[Task directions] According to the text on pharmaceutical industry consolidation below, which three distributors make up the "Big 3"?

[Document text]
• • • •

Over the last 20 years, the pharmaceutical industry has completely changed due to consolidation – almost always to the detriment of independent pharmacies’ bottom line.
Squeezing Profits Through Consolidation
It all started with upstream consolidation which created the “Big 3” distributors, McKesson, Cardinal Health, and AmerisourceBergen, so that they could control the physical supply of drugs. The Big 3 were able to make primary vendor contracts the norm–they stopped having to compete on price on every line item and instead guarantee volume based on service levels.
The next consolidation in the industry took place at the payor level when Pharmacy Benefit Managers were able to effectively control payments being made to the pharmacies. They are able to avoid paying the independent pharmacies their fair share through various strategies/arrangements such as DIR fees, vendor restrictions, pre-authorization, audits/clawbacks, and much more.
Then, these same PBMs started mail-order pharmacies to redirect prescription volume their own way through lucrative financial incentives to consumers as well as shutting dispensers out of their network. Their recent, respective merges with insurance companies only increase their ability to send prescriptions to their own pharmacies.

• • • •

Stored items
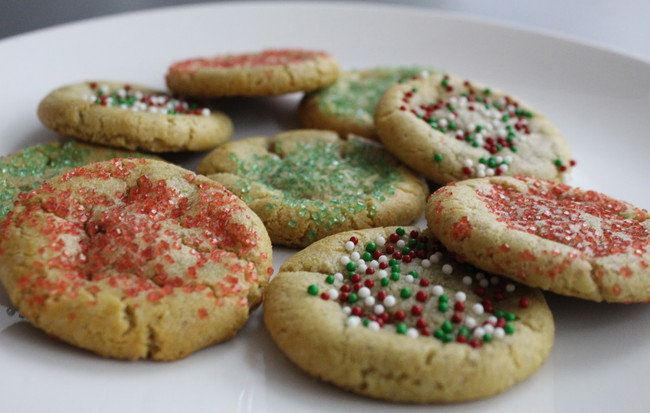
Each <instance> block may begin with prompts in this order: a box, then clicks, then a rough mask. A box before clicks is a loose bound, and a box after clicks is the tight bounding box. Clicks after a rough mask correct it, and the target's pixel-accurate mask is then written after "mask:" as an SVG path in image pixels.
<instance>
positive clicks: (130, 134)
mask: <svg viewBox="0 0 650 413" xmlns="http://www.w3.org/2000/svg"><path fill="white" fill-rule="evenodd" d="M38 117H39V119H40V120H41V122H42V123H43V125H45V126H46V127H47V128H49V129H51V130H53V131H55V132H57V133H61V134H63V135H68V136H72V137H73V138H75V139H79V140H83V141H87V142H92V143H98V144H101V145H106V146H112V147H117V148H125V149H132V150H133V149H141V150H144V151H149V152H178V151H203V150H207V149H212V148H214V147H215V146H217V145H218V144H220V143H223V142H225V141H227V140H228V139H230V138H231V136H232V132H233V126H232V121H231V120H230V118H228V117H227V116H226V115H224V114H223V113H220V112H217V111H211V110H210V109H209V108H205V107H199V106H198V105H197V104H196V103H193V102H188V101H184V100H180V99H176V98H174V97H172V96H170V95H168V94H166V93H164V92H160V91H156V90H153V89H150V88H147V87H144V86H139V85H134V84H128V83H123V82H107V81H104V82H83V83H77V84H73V85H68V86H64V87H61V88H59V89H56V90H54V91H52V92H51V93H50V94H48V95H47V96H46V97H45V98H44V99H43V100H42V101H41V102H40V104H39V106H38Z"/></svg>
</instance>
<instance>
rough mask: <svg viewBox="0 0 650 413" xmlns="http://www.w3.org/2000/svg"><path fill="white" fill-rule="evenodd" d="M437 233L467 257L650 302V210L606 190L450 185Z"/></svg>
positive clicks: (531, 279) (431, 205) (531, 285)
mask: <svg viewBox="0 0 650 413" xmlns="http://www.w3.org/2000/svg"><path fill="white" fill-rule="evenodd" d="M426 218H427V222H428V223H429V226H430V228H431V231H432V232H433V233H434V234H435V235H436V236H437V237H438V238H439V239H440V240H441V241H442V242H444V244H445V245H446V246H447V247H448V248H449V249H450V250H452V251H455V252H456V253H457V254H459V256H461V257H462V258H463V259H464V260H466V261H467V262H470V263H472V264H474V265H476V266H478V267H480V268H483V269H485V270H487V271H493V272H495V273H499V274H503V275H504V276H507V277H509V278H512V279H515V280H517V281H520V282H522V283H524V284H528V285H531V286H535V287H540V288H543V289H546V290H550V291H553V292H555V293H558V294H563V295H570V296H575V297H580V298H584V299H588V300H594V301H609V302H647V301H649V300H650V247H649V243H650V214H648V211H646V210H643V209H640V208H637V207H635V206H633V205H631V204H629V203H627V202H623V201H619V200H616V199H613V198H611V197H609V196H607V195H604V194H602V193H599V192H595V191H590V190H583V189H580V188H575V187H571V186H568V185H565V184H560V183H556V182H552V181H548V180H542V179H535V178H530V177H523V176H517V177H492V178H482V179H472V180H466V181H462V182H458V183H456V184H450V185H447V186H445V187H442V188H441V189H439V190H438V191H436V192H435V193H434V194H433V195H432V196H431V197H430V198H429V200H428V202H427V208H426Z"/></svg>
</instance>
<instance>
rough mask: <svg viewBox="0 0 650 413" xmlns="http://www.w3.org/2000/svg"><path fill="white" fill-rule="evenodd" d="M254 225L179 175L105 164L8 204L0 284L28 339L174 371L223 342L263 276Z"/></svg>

• • • •

[Exercise answer] McKesson, Cardinal Health, and AmerisourceBergen.